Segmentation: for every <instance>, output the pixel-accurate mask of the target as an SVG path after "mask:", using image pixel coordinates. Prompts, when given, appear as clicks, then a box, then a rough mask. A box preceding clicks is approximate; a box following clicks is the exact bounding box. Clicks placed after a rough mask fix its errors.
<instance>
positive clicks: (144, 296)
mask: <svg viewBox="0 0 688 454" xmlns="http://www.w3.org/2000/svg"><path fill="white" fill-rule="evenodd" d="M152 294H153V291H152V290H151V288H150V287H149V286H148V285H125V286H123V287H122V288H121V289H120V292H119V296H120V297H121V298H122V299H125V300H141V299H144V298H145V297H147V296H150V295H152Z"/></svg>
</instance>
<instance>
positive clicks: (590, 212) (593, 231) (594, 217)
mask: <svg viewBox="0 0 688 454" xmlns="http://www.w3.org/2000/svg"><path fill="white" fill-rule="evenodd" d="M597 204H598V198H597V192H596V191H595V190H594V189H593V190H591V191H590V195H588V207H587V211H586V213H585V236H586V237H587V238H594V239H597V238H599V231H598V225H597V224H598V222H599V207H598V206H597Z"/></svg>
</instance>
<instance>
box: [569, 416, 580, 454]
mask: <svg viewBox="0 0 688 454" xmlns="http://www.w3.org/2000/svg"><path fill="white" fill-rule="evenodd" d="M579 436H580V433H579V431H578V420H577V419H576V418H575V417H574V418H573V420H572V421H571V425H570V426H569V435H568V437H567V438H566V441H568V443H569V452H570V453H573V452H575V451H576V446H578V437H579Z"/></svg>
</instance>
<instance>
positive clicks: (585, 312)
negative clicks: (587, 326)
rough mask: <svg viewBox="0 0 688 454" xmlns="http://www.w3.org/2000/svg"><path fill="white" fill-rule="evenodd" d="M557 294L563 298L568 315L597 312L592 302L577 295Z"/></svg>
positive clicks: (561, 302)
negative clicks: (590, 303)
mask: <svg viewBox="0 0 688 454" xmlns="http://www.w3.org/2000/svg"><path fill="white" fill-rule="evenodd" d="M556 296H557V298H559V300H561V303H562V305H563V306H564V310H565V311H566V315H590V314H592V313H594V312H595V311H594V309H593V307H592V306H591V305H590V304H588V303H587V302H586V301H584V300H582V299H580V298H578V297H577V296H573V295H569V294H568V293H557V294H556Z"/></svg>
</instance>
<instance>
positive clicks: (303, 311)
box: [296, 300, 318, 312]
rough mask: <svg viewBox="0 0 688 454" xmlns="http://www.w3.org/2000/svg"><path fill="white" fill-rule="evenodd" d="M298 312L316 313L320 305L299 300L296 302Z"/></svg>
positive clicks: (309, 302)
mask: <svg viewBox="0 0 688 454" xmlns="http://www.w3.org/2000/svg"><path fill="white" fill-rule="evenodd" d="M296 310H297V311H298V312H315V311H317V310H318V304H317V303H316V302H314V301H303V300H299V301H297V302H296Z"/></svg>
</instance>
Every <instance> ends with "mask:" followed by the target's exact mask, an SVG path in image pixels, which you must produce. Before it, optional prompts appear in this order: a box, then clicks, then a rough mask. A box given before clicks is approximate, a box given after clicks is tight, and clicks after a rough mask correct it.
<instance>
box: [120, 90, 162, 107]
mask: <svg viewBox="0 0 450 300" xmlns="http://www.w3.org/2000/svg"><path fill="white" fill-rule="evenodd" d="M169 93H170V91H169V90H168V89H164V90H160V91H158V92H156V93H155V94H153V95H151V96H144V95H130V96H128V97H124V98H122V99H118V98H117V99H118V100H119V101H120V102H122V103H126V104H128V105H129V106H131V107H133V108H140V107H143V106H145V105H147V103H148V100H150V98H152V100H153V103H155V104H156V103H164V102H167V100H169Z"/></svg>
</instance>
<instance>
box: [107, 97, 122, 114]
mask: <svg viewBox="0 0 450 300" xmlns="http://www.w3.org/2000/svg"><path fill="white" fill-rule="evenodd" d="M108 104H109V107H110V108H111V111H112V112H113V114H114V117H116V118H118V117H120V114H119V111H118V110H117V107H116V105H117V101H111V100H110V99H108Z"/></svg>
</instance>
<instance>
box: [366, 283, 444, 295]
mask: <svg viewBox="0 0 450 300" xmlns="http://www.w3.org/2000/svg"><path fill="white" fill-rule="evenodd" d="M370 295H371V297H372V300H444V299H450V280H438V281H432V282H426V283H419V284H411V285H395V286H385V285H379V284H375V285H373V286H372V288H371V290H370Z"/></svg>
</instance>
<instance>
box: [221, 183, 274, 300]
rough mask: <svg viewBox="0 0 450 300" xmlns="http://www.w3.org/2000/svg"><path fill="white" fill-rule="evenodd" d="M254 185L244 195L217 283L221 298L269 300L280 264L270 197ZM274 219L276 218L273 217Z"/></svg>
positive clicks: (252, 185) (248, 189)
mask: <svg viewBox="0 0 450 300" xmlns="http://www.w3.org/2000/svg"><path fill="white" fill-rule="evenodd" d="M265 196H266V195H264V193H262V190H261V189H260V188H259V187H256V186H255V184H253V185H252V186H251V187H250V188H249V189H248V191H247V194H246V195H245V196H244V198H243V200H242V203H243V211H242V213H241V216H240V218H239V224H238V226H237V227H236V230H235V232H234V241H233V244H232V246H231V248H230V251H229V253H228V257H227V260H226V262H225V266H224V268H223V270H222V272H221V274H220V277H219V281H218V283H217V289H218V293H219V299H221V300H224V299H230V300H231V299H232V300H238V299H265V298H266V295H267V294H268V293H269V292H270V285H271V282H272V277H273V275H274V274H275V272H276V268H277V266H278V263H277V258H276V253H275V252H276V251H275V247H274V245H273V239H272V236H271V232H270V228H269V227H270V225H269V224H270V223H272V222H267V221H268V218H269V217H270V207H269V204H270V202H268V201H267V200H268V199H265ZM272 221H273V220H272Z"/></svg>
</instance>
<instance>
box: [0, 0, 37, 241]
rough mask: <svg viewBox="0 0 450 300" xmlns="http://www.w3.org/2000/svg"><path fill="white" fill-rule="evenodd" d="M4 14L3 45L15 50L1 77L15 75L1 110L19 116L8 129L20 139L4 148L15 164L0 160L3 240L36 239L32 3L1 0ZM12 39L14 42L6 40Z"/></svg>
____
Transcribe all of the material without omitting a line.

Response to this exercise:
Segmentation: for every <instance>, output the pixel-accurate mask of the target as an SVG path after "mask:", using image pixel coordinates. Prompts, when given, appear as clicks, then a box, then a rough mask. A box preceding clicks is approximate; a box following clicks is the exact bounding box. Clicks placed after a rough mask fix its errors.
<instance>
positive clicks: (144, 296)
mask: <svg viewBox="0 0 688 454" xmlns="http://www.w3.org/2000/svg"><path fill="white" fill-rule="evenodd" d="M152 294H153V291H152V290H151V288H150V287H149V286H148V285H125V286H123V287H122V288H121V289H120V292H119V296H120V297H121V298H122V299H125V300H141V299H144V298H145V297H147V296H150V295H152Z"/></svg>
</instance>
<instance>
positive clicks: (590, 212) (593, 231) (594, 217)
mask: <svg viewBox="0 0 688 454" xmlns="http://www.w3.org/2000/svg"><path fill="white" fill-rule="evenodd" d="M597 204H598V198H597V192H596V191H595V190H594V189H593V190H591V191H590V195H588V207H587V211H586V213H585V236H586V237H587V238H594V239H597V238H599V231H598V225H597V224H598V222H599V207H598V206H597Z"/></svg>
</instance>
<instance>
box: [569, 416, 580, 454]
mask: <svg viewBox="0 0 688 454" xmlns="http://www.w3.org/2000/svg"><path fill="white" fill-rule="evenodd" d="M579 436H580V433H579V431H578V420H577V419H576V418H575V417H574V418H573V420H572V421H571V425H570V426H569V435H568V437H567V438H566V441H568V443H569V452H570V453H573V452H575V451H576V446H578V437H579Z"/></svg>
</instance>
<instance>
positive clicks: (585, 312)
negative clicks: (587, 326)
rough mask: <svg viewBox="0 0 688 454" xmlns="http://www.w3.org/2000/svg"><path fill="white" fill-rule="evenodd" d="M557 294L563 298L568 315L597 312L592 302L577 295Z"/></svg>
positive clicks: (561, 302)
negative clicks: (590, 303)
mask: <svg viewBox="0 0 688 454" xmlns="http://www.w3.org/2000/svg"><path fill="white" fill-rule="evenodd" d="M556 296H557V298H559V300H561V303H562V305H563V306H564V310H565V311H566V315H590V314H592V313H594V312H595V311H594V309H593V307H592V306H591V305H590V304H588V303H587V302H586V301H584V300H582V299H580V298H578V297H577V296H573V295H569V294H568V293H557V294H556Z"/></svg>
</instance>
<instance>
positive clicks: (303, 311)
box: [296, 300, 318, 312]
rough mask: <svg viewBox="0 0 688 454" xmlns="http://www.w3.org/2000/svg"><path fill="white" fill-rule="evenodd" d="M298 312L316 313L320 305L299 300L296 302Z"/></svg>
positive clicks: (309, 302)
mask: <svg viewBox="0 0 688 454" xmlns="http://www.w3.org/2000/svg"><path fill="white" fill-rule="evenodd" d="M296 310H297V311H298V312H315V311H317V310H318V304H317V303H316V302H314V301H303V300H299V301H297V302H296Z"/></svg>
</instance>
Every <instance> ends with "mask:" followed by the target's exact mask, an SVG path in image pixels, which you must produce. Before it, optional prompts appear in this order: a box, then clicks, then a rough mask. A box given before clicks is approximate, a box given after clicks is tight, and clicks after a rough mask correct it.
<instance>
box: [120, 90, 162, 107]
mask: <svg viewBox="0 0 450 300" xmlns="http://www.w3.org/2000/svg"><path fill="white" fill-rule="evenodd" d="M169 93H170V91H169V90H168V89H164V90H160V91H158V92H156V93H155V94H153V95H151V96H144V95H130V96H128V97H124V98H122V99H118V98H117V99H118V100H119V101H120V102H122V103H126V104H128V105H129V106H131V107H133V108H140V107H143V106H145V105H147V103H148V100H150V98H152V100H153V103H155V104H156V103H164V102H167V100H169Z"/></svg>
</instance>
<instance>
box: [107, 97, 122, 114]
mask: <svg viewBox="0 0 450 300" xmlns="http://www.w3.org/2000/svg"><path fill="white" fill-rule="evenodd" d="M108 104H109V107H110V108H111V111H112V112H113V114H114V117H116V118H118V117H120V114H119V111H118V110H117V107H116V105H117V101H111V100H110V99H108Z"/></svg>
</instance>
<instance>
box: [366, 283, 444, 295]
mask: <svg viewBox="0 0 450 300" xmlns="http://www.w3.org/2000/svg"><path fill="white" fill-rule="evenodd" d="M370 295H371V297H372V300H444V299H450V280H438V281H432V282H426V283H419V284H411V285H395V286H385V285H379V284H375V285H373V286H372V288H371V290H370Z"/></svg>
</instance>
<instance>
box: [221, 183, 274, 300]
rough mask: <svg viewBox="0 0 450 300" xmlns="http://www.w3.org/2000/svg"><path fill="white" fill-rule="evenodd" d="M254 185L244 195L217 283L221 298L269 300L280 264L270 197ZM274 219L276 218L273 217Z"/></svg>
positive clicks: (252, 185) (248, 189)
mask: <svg viewBox="0 0 450 300" xmlns="http://www.w3.org/2000/svg"><path fill="white" fill-rule="evenodd" d="M265 196H266V195H264V193H262V190H261V189H260V188H259V187H256V186H255V184H253V185H252V186H251V187H250V188H249V189H248V191H247V194H246V195H245V196H244V198H243V200H242V203H243V211H242V213H241V216H240V218H239V224H238V226H237V227H236V230H235V232H234V241H233V244H232V246H231V248H230V251H229V253H228V257H227V260H226V262H225V266H224V268H223V270H222V272H221V274H220V277H219V281H218V283H217V289H218V293H219V299H221V300H224V299H230V300H231V299H232V300H238V299H265V298H266V295H267V294H268V293H269V292H270V285H271V282H272V277H273V275H274V274H275V272H276V268H277V266H278V263H277V258H276V253H275V252H276V251H275V247H274V245H273V239H272V236H271V232H270V228H269V227H270V225H269V224H270V223H272V222H267V221H268V218H269V217H270V207H269V204H270V202H268V201H267V200H268V199H265ZM272 221H273V220H272Z"/></svg>
</instance>
<instance>
box: [0, 0, 37, 241]
rough mask: <svg viewBox="0 0 450 300" xmlns="http://www.w3.org/2000/svg"><path fill="white" fill-rule="evenodd" d="M4 14L3 45L15 50L1 77L15 75L1 110L19 116L8 129L20 139L4 148L15 164L0 160L3 240L36 239L32 3L1 0ZM12 39L14 42L6 40Z"/></svg>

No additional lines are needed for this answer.